# [PROBLEM DESCRIPTION]
Update the rows below by replacing every "bounding boxes" with "box coordinates" and leaving everything else as it is.

# [DATA LINES]

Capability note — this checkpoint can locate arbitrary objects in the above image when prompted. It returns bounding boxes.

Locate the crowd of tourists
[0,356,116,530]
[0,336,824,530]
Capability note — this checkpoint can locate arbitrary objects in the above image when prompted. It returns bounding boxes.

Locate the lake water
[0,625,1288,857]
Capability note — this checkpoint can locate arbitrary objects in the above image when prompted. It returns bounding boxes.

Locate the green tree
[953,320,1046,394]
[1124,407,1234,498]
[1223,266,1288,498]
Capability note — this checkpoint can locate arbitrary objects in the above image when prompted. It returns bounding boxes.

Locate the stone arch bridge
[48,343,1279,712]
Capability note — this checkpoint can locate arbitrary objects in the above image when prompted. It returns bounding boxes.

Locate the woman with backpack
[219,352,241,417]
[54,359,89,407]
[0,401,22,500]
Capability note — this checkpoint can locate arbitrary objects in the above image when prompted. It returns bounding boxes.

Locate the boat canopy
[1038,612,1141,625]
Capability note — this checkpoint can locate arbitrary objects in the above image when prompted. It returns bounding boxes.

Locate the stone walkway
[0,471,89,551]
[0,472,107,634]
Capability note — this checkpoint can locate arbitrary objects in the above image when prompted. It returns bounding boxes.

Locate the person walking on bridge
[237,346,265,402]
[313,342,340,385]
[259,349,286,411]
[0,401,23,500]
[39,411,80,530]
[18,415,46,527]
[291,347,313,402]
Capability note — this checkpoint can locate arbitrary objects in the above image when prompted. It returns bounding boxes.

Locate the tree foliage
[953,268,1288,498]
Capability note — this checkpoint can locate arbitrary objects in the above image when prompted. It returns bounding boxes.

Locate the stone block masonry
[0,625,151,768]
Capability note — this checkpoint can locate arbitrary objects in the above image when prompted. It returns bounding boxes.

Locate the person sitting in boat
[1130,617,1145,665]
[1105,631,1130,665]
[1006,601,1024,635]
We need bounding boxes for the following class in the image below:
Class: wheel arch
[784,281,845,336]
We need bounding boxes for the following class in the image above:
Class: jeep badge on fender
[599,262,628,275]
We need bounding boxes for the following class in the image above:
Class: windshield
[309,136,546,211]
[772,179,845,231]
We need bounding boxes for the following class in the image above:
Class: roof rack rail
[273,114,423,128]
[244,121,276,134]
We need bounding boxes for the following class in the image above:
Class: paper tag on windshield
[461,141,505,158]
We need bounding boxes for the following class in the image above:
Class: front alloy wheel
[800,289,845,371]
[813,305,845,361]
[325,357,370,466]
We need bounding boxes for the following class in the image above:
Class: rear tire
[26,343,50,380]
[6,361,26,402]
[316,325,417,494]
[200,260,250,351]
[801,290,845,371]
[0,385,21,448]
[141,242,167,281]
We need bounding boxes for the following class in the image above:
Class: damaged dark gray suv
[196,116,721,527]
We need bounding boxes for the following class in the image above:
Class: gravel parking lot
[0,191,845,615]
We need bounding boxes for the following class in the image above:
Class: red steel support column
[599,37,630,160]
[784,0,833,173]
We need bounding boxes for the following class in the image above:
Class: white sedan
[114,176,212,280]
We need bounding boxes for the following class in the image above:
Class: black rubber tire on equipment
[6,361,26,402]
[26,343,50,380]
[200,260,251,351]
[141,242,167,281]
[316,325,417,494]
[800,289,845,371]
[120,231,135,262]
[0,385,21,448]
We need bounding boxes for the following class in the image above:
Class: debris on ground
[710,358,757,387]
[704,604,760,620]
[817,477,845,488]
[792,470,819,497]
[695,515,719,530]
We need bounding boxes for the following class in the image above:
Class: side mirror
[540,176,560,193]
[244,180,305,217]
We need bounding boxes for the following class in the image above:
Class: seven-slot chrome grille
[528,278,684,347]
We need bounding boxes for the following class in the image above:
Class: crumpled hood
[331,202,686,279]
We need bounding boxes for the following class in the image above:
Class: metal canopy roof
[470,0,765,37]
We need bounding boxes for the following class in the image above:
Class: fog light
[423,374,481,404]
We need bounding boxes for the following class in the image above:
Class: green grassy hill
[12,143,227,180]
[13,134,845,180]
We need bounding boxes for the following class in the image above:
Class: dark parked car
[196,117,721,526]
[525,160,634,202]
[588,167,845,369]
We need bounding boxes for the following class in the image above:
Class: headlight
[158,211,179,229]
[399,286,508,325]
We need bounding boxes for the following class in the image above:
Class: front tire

# [SOLUTION FOR THIS EXERCISE]
Capability note — this checkpoint can locate arbitrary objects in the above image when prompted. It returns box coordinates.

Locate the crowd of tourists
[0,356,116,530]
[0,336,824,530]
Capability note — this checkpoint can locate arbitrary objects in the above image when prompted. It returns box coordinates.

Locate the lake water
[0,625,1288,857]
Capability note — this checkpoint can locate arbitrary objects in the above image when prompted. It returns box coordinates.

Locate the green tree
[953,320,1046,394]
[1124,407,1234,498]
[1223,266,1288,498]
Capability note — this checkpoint can locate arbitrary objects in the above image when prompted. It returns box coordinates.

Locate the stone arch bridge
[48,343,1279,712]
Capability note — this checkpoint can locate arbitrary objects in the above image when prompted. It returns box coordinates.

Locate the woman with backpack
[219,352,241,417]
[54,359,89,407]
[0,401,22,500]
Capability note — this checkpoint can locate arbitrary objects in the above image when prompted. It returns box coordinates.

Locate the boat canopy
[1038,612,1141,625]
Capability note — this checkpoint can locate arbitrary objects in the above image when prompted. It returns box coordinates.

Locate the stone walkway
[0,471,89,551]
[0,472,107,634]
Capability note — this checkpoint can locate arbitrary objects in the above image when prompted. It returns box coordinates.

Locate the person walking on bridge
[237,346,265,402]
[313,342,340,385]
[259,349,286,411]
[0,401,23,500]
[39,411,80,530]
[18,415,46,527]
[291,347,313,402]
Capability note — this checkpoint can locate arbitrary objects in the above image when prompted. It returns box coordinates.

Locate the tree foliage
[953,268,1288,498]
Capability note — this checkpoint can locate arbitrary objects in the above image when prompted. It returns box coordinates.

Locate the stone block masonry
[0,625,151,768]
Capability note — this checkpoint can locate arbitrary objects in the above image when prompted. It returns box coordinates.

Locate the person sitting in boat
[1130,617,1145,665]
[1105,631,1130,665]
[1006,601,1024,635]
We need box coordinates for the following class in the image below:
Class: wheel arch
[784,281,845,336]
We need box coordinates for the following class in the image above:
Class: jeep badge on fender
[599,262,628,275]
We need box coordinates for the following class in the image above:
Class: windshield
[309,136,546,211]
[772,179,845,231]
We need box coordinates for the following class in the image above:
Class: roof rack rail
[273,114,423,128]
[244,121,276,134]
We need box coordinates for the following class in the image above:
Class: paper tag on windshield
[461,141,505,158]
We need box coordinates for the following class in the image above:
Class: front alloy wheel
[800,289,845,371]
[813,305,845,361]
[325,357,370,466]
We need box coordinates for the following class in the image above:
Class: rear tire
[26,343,50,380]
[6,361,26,402]
[316,325,417,494]
[200,260,250,351]
[801,290,845,371]
[0,385,21,448]
[141,242,167,281]
We need box coordinates for the following class in the image above:
Class: damaged dark gray suv
[196,116,721,527]
We need box coordinates for the following class in the image above:
Class: gravel parking lot
[0,191,845,615]
We need box coordinates for the following class in the image above:
Class: red steel support column
[599,37,630,160]
[784,0,833,173]
We need box coordinates for the following class in the image above:
Class: white sedan
[114,176,212,280]
We need box coordinates for the following class in the image above:
Class: black rubber tire on equipment
[6,361,26,402]
[26,343,50,380]
[200,260,251,351]
[141,242,167,281]
[316,325,417,494]
[800,289,845,371]
[120,231,135,262]
[0,385,21,448]
We need box coordinates for the following class in the image above:
Class: debris on ground
[710,358,757,387]
[704,604,760,620]
[817,477,845,488]
[792,470,819,497]
[695,515,719,530]
We need box coordinates for the following class in the image above:
Class: side mirror
[540,176,560,193]
[244,180,305,217]
We need box coordinates for the following class in the image above:
Class: seven-slot chrome grille
[528,278,684,347]
We need box coordinates for the following class in the image above:
Class: crumpled hood
[331,202,686,279]
We need box coordinates for the following class in the image above:
Class: metal canopy roof
[470,0,765,37]
We need box coordinates for the following class in the image above:
Class: fog light
[423,374,481,404]
We need box coordinates for the following class in the image above:
Class: green grassy hill
[12,143,227,180]
[13,134,845,180]
We need box coordinates for the following class in the image above:
Class: dark parked car
[196,117,721,526]
[525,160,634,202]
[588,167,845,369]
We need box coordinates for the following class in the image above:
Class: headlight
[158,211,179,229]
[399,286,508,325]
We need box coordinates for the following class in the image above:
Class: front tire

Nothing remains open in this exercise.